═════ SELECTED EXTRACT ═════

Can you guess which of these three statements about black hair products in the U.S is not true?
A. Using black hair products like dyes or relaxers will give black women cancer.
B. Hair relaxers contain hormone-disrupting chemicals called parabens, which are actually there for people’s safety.
C. Phthalates are chemicals in hair products that do not pose a health hazard.
Reports that link some chemicals in black hair products to cancer, infertility, obesity, and even asthma should be viewed very skeptically. They make the claim that because certain chemicals are present in those products and because those chemicals have been linked to cancer or other health concerns, then any products which contain those chemicals will lead to cancer. There is no direct link or evidence of causation.
Also, such studies ignore that other factors may impact a woman’s likelihood of developing cancer such as genetics and home environment. It’s disingenuous to ignore her family history and blame a cancer diagnosis on the hair products in her bathroom. No wonder, industry experts, including federal regulatory agencies such as the Food and Drug Administration (FDA), often challenge and even dismiss these claims.
Parabens are a family of chemicals commonly used as preservatives in cosmetic products including makeup, moisturizers, hair care products, and shaving products. According to the FDA, parabens prevent the growth of harmful bacteria and mold. They are also commonly used in combination with other types of preservatives to better protect against a broad range of microorganisms. The FDA maintains that it has no information showing that parabens used in cosmetics cause breast cancer or have an effect on people.
Phthalates are a group of chemicals contained in many products to help strengthen, soften, or extend their shelf life. Phthalates are in toys, vinyl flooring, detergents, lubricating oils, food packaging, pharmaceuticals, blood bags and tubing, and personal care products like nail polish, hair sprays, aftershave lotions, soaps, shampoos, and perfumes. The Center for Disease Control found that they do not pose a health hazard because the chemical is metabolized, excreted quickly and does not accumulate in the body.
Chemicals are used in beauty and cosmetic products everyday to make them safer for us and to extend their shelf life. Reports linking those products to cancer are often unfounded and rely on junk science. Instead of being honest, they scare women into discarding the products that improve their lives.

═════ EXTRACTED INFORMATION ═════

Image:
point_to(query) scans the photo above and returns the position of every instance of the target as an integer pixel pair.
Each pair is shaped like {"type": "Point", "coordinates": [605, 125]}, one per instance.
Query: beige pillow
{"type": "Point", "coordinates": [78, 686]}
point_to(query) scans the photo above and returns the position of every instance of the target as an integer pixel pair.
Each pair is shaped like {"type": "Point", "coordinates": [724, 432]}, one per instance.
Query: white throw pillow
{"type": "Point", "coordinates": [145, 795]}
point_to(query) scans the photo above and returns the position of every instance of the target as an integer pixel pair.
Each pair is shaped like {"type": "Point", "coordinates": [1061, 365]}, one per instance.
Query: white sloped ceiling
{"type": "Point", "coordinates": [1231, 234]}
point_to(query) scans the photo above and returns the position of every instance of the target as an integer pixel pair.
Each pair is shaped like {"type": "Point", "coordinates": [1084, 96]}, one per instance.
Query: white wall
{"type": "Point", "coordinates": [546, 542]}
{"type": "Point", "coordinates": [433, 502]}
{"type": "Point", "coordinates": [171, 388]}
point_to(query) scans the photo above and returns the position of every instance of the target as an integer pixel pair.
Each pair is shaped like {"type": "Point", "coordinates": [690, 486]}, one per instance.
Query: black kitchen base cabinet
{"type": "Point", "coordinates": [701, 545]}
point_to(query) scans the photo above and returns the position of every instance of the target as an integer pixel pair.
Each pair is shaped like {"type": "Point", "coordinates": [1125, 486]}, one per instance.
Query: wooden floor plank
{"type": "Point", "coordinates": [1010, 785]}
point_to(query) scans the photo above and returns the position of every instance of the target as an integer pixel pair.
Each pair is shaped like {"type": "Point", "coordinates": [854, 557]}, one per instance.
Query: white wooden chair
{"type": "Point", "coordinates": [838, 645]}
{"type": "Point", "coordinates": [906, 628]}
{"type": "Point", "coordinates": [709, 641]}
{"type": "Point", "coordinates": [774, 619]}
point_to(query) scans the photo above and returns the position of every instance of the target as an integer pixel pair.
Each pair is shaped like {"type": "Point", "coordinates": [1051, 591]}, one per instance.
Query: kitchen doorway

═════

WORK INSTRUCTIONS:
1. According to the text on black hair products, what does the FDA say parabens prevent?
2. Quote the text on black hair products word for word, beginning at "Can you guess" and ending after "evidence of causation.".

SOLUTIONS:
1. They prevent the growth of harmful bacteria and mold.

2.
Can you guess which of these three statements about black hair products in the U.S is not true?
A. Using black hair products like dyes or relaxers will give black women cancer.
B. Hair relaxers contain hormone-disrupting chemicals called parabens, which are actually there for people’s safety.
C. Phthalates are chemicals in hair products that do not pose a health hazard.
Reports that link some chemicals in black hair products to cancer, infertility, obesity, and even asthma should be viewed very skeptically. They make the claim that because certain chemicals are present in those products and because those chemicals have been linked to cancer or other health concerns, then any products which contain those chemicals will lead to cancer. There is no direct link or evidence of causation.